→ **Article**:
One last thing before I close. The fact the problem is inside each of us is also supported by James using the vocative “Adulteresses!” He probably used the feminine form either because he is referring to us as the Church, the Bride of Christ, or simply to shock us men into listening to what he’s saying. What is really, really ugly here is to realize what he’s saying. It would be bad enough for a wife to have an affair with another man – but what if that other man was her husband’s worst most bitter enemy? How unspeakably evil would that be? But that is exactly what we’re doing when we give our hearts to this world’s pleasures, possessions, and applause. It is spiritual adultery, but worse than that, it is adultery immersed in betrayal.

But that is who we naturally are.

I wish my heart wasn’t like that. I don’t want to make myself the Lord’s enemy. God help me to mind my heart, to mind my desires, to love like Jesus. But most of all, as I ponder all of this, I am thankful for His grace. I am His enemy. My very existence is to betray Him, to go “a whoring” after whatever idol allures my heart today. And yet, “while we were yet sinners, Christ died for us!” “Behold what manner of love the Father has lavished on us, that we should be called the children of God!” The other day my mind was bludgeoning me with all my failures. I opened my Bible and the very first words my eyes fell on were in Isaiah 41:9: “I said, ‘You are My servant;’ I have chosen you and have not rejected you.”

→ **What to work on**:
Write the next part of the passage on spiritual adultery in James, starting after its final sentence.

Some items:
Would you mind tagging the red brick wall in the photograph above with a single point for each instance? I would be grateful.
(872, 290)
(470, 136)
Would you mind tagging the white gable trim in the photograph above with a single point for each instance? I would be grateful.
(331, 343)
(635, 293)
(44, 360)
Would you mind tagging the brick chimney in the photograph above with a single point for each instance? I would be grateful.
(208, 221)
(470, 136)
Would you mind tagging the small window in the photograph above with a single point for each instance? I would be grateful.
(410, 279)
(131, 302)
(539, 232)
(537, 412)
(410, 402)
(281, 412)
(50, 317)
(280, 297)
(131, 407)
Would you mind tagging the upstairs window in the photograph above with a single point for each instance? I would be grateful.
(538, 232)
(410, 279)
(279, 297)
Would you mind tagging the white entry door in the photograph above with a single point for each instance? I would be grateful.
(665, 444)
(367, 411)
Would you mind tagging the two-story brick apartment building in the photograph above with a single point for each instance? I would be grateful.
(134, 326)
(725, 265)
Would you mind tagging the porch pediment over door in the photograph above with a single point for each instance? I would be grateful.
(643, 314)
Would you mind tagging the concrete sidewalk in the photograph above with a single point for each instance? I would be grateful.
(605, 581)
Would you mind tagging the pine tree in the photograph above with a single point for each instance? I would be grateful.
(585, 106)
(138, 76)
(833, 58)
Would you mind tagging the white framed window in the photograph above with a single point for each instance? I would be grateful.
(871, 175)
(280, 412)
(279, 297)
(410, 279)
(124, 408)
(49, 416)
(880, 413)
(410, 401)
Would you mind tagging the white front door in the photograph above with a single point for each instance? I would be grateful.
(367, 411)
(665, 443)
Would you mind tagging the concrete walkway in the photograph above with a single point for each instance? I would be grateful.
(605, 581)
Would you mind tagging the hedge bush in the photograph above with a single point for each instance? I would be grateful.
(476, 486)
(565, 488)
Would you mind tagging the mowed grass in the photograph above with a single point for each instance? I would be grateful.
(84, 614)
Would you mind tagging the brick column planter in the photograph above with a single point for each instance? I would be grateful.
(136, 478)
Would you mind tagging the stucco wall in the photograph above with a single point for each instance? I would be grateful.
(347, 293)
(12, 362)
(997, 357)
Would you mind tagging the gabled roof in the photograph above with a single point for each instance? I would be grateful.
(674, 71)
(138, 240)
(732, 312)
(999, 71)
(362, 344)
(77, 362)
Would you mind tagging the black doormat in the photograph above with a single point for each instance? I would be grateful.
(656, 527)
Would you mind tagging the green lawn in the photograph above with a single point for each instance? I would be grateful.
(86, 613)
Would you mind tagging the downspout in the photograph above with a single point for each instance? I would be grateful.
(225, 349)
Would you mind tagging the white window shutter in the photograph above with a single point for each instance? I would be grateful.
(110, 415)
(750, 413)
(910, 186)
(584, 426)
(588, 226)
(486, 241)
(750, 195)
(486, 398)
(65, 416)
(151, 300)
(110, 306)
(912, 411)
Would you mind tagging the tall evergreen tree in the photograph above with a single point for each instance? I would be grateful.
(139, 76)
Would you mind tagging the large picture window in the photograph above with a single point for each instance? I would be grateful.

→ **Task result**:
He’s just like that. Kind to His bitter enemy. And that love melts my whoring heart. Makes me want to never again for one second do anything but love Him in return. To love people like He does. Makes me cry with the old song writer, “Adam’s image now efface; Stamp Thine image in its place! Second Adam, from above, reinstate us in Thy love!”

Wars and fightings. Bitterness and selfish ambition. Killing and coveting. Enemies of God. Loving what He hates. Adulteresses. Yep, that’s pretty much me.

Lover of my soul, make me different.

Saturday, January 3, 2015

James 4:1-3 – “Sweet Spirit”


As always, here’s my fairly literal translation of these verses:

1Where [do] wars and where [do] battles among you [come] from? [Do they] not [come] from here – out of your pleasures which are soldiering among your members? 2You lust and do not have; you murder and covet and are not able to obtain; you battle and war; you do not have because you do not ask. 3You ask and do not receive because you ask wrongly in order that you may squander [it] on your pleasures.

In verse 2, James accosted us that we often do not have simply because we did not ask. In verse 3, he addresses the possibility that we did ask but didn’t receive.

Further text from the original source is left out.